■ **ACTIONS TO TAKE**:
[A] According to Hushpuppy in the grow-light thread, why are LEDs so energy efficient? Answer in one to three sentences.
[B] From the grow-light thread, return the stretch from "I dont think" through "chris07 (Aug 21, 2011)", copied word for word.

Thanks for your input on LED's vs. HPS vs. T5s for flowering WeedHopper.  I have been using red and blue combo LEDs for keeping clones alive for 8 weeks before putting them under MH, then HPS. The clones stay alive but they sure don't grown much under the LEDs....but that was okay because I have limited space in my clone garden. I still needed to use MH to grow the clones a few weeks before flowering. Do you have an opinion on LED's vs. T5s for the veg stage?


----------



## singlee (Aug 14, 2011)

What's the power of your Led light?


----------



## The Hemp Goddess (Aug 14, 2011)

seadog97 said:
			
		

> Do you have an opinion on LED's vs. T5s for the veg stage?



IMO, the T5 outperforms LEDs by quite a bit.  

I have abandoned my MH and use T5s now exclusively to veg.


----------



## WeedHopper (Aug 14, 2011)

:yeahthat:


----------



## Hushpuppy (Aug 14, 2011)

:yeahthat: People just don't understand. I used to be an electronics technician in my previous life. I recently went everywhere I could online to find high output LEDs, BUT THERE ARE NONE. The present LED technology doesn't put out many lumens per LED. only 2watts max on the most potent (and expensive) LED available. The key is wattage. Wattage is energy, and plants need that energy to do photosynthesis. HPS and the T5HO bulbs have the highest(efficient) energy transformation from electricity to light photons Of any of the available light systems.  While LEDs have advanced quite a bit and produce an intense beam, that intensity is the result of laser-like focusing and not from added energy. That is why they are so energy efficient, they don't put out a lot of light energy(which is precisely what plants need)


----------



## anern (Aug 15, 2011)

More and more professional led lights tech information on the topledsupplier website.


----------



## Growdude (Aug 15, 2011)

anern said:
			
		

> More and more professional led lights tech information on the topledsupplier website.


 
anern without realizing it has given us the real answer on LED lights.

I dont think Ive seen someone spam HPS lights, and that tell me suppliers dont have to.
I believe suppliers, believing all the hype when they first came out, bought up warehouses of these things that just are not selling.


----------



## chris07 (Aug 21, 2011)

my led light has 3w bulbs  i have bean growing with hps for meny years so i am just testing the water with led lights but so far the results are talking for them self after all this tec was developt by nasa for growing in space


----------



## SunWolf (Aug 21, 2011)

■ **DATA EXCERPTS**:

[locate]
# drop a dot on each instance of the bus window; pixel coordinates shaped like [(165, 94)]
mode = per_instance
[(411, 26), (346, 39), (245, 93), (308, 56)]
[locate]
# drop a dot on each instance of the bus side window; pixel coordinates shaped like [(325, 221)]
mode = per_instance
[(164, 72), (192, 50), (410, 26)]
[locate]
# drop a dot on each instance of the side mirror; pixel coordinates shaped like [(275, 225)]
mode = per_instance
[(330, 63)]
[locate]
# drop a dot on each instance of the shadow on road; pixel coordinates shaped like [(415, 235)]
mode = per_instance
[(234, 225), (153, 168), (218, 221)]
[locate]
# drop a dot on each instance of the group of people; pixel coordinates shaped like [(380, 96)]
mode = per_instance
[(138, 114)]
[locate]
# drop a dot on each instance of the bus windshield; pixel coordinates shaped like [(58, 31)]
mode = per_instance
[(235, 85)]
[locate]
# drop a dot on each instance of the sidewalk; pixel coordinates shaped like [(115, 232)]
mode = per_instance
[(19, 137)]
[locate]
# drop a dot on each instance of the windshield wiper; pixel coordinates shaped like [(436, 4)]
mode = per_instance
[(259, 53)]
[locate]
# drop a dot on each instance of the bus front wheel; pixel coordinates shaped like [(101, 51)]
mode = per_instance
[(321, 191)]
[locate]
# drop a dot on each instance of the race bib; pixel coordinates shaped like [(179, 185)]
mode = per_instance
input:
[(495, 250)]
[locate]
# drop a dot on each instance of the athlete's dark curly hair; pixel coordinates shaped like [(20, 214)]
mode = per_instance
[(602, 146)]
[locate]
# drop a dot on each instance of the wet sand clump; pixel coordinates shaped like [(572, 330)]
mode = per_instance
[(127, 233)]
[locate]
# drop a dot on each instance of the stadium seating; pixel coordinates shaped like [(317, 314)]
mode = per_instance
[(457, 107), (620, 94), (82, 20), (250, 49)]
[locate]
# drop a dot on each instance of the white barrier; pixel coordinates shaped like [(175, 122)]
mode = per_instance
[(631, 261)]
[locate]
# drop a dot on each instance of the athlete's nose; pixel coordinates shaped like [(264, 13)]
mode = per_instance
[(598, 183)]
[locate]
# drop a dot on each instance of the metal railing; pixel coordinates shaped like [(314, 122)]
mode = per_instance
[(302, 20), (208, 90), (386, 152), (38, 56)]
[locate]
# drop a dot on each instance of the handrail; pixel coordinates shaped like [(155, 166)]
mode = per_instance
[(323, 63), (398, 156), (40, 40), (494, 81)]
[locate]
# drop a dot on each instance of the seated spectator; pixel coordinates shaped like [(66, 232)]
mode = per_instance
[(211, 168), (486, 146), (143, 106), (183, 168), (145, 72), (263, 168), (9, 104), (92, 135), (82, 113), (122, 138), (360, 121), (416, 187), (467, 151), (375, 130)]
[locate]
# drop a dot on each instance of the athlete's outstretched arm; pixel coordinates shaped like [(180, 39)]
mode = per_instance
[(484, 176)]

■ **IN RESPONSE**:
[A] Hushpuppy says an LED's intense beam comes from laser-like focusing, not from added energy. LEDs therefore don't put out much light energy, and that is why they are so energy efficient.

[B]
I dont think Ive seen someone spam HPS lights, and that tell me suppliers dont have to.
I believe suppliers, believing all the hype when they first came out, bought up warehouses of these things that just are not selling.


----------



## chris07 (Aug 21, 2011)